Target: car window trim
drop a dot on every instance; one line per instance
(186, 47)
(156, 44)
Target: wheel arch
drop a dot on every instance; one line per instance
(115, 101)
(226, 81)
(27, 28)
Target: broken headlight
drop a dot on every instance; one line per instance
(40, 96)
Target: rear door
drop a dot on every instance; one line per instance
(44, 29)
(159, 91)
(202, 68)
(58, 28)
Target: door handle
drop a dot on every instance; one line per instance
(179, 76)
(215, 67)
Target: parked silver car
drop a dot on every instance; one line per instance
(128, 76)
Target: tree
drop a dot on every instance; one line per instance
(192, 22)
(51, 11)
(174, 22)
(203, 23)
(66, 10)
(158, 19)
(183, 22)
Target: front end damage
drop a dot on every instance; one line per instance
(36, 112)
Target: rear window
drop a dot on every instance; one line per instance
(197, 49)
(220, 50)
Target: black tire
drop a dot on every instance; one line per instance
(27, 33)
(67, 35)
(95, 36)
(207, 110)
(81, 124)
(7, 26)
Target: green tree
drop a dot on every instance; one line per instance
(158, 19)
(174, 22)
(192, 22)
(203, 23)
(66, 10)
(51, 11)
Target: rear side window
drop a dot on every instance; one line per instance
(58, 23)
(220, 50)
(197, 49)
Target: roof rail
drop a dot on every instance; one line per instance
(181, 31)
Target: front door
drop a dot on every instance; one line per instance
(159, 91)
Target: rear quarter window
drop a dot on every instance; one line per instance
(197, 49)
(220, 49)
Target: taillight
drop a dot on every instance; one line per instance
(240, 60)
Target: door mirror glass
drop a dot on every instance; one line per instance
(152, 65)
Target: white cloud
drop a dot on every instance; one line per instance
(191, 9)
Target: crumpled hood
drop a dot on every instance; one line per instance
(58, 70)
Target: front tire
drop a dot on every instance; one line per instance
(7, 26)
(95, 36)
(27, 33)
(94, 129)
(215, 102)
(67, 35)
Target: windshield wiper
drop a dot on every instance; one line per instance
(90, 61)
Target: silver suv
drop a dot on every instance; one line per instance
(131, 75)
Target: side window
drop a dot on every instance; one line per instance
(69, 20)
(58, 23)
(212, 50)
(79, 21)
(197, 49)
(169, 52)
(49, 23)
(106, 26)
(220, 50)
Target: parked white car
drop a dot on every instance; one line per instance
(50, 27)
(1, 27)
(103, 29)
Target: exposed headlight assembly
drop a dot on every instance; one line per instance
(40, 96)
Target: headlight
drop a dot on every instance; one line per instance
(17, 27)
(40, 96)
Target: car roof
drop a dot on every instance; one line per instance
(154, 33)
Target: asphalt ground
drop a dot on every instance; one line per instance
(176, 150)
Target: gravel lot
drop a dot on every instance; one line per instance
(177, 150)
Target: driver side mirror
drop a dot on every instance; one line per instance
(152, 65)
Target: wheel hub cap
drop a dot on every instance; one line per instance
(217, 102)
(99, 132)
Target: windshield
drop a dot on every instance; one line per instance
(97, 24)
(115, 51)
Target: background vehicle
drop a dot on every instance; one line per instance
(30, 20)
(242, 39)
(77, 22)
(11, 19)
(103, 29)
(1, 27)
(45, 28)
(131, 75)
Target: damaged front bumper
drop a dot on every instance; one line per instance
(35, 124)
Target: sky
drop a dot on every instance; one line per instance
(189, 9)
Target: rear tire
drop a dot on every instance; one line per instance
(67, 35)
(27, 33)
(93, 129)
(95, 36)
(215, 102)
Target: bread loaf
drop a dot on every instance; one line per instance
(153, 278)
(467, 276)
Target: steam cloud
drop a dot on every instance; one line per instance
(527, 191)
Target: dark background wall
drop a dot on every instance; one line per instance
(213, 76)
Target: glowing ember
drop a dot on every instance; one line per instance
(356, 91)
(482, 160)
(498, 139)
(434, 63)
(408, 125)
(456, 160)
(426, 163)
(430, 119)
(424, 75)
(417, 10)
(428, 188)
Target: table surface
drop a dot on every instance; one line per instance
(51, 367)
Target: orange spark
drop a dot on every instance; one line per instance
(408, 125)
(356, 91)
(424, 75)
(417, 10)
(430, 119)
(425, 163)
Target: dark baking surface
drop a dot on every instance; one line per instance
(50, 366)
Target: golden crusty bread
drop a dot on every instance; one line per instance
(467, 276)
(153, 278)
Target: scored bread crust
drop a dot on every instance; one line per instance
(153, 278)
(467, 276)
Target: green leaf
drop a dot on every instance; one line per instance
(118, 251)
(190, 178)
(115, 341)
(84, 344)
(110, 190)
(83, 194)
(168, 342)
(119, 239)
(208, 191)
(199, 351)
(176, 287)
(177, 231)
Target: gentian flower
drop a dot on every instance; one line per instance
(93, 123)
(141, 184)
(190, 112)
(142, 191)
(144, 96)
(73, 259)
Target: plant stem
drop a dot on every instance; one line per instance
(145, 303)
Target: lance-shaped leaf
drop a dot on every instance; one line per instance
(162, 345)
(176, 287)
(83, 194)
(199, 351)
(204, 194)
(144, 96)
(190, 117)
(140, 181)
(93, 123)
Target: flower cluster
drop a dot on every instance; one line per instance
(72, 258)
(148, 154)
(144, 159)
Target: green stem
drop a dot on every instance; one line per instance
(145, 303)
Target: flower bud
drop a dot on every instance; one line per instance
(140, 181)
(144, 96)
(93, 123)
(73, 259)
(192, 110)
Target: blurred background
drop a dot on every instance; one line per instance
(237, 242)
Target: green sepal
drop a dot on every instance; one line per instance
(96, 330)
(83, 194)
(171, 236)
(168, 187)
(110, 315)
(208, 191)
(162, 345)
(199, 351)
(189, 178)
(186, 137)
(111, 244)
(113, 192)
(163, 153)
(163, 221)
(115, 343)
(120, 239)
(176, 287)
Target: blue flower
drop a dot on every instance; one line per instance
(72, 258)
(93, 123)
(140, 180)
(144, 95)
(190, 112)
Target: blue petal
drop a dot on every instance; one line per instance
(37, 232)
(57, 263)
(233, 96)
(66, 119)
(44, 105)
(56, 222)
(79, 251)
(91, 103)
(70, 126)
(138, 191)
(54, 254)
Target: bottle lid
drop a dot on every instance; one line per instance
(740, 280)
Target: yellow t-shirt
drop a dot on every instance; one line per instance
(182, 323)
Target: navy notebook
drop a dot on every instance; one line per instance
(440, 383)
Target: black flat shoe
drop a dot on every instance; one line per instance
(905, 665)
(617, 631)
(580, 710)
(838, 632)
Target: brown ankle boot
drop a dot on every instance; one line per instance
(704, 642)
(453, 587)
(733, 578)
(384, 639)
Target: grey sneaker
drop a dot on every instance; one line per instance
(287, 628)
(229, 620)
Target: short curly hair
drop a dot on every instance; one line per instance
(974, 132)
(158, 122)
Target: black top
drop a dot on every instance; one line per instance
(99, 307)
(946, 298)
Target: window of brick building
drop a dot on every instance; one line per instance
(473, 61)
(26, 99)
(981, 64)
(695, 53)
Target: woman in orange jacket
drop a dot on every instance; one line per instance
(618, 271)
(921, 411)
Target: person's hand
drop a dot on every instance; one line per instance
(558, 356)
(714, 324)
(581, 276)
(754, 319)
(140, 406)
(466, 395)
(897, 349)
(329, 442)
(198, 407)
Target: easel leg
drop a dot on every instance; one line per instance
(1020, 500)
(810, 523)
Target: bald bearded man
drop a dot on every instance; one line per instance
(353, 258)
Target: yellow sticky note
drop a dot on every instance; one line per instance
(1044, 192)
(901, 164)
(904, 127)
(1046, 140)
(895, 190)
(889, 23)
···
• **YOUR ASSIGNMENT**
Precisely the lines between those holding "Target: bottle lid" and "Target: grey sneaker", inclusive, are to be reproduced from the listing above, with nothing added.

• **WORKED SOLUTION**
Target: bottle lid
drop a dot on every instance; one line per instance
(740, 280)
Target: yellow t-shirt
drop a dot on every instance; one line per instance
(182, 323)
Target: navy notebook
drop a dot on every instance; one line per instance
(440, 383)
Target: black flat shoe
drop a dot on every instance; one line per instance
(905, 665)
(617, 631)
(580, 710)
(838, 632)
Target: brown ankle boot
drop a dot on every instance; one line per instance
(704, 642)
(453, 587)
(733, 578)
(384, 639)
Target: grey sneaker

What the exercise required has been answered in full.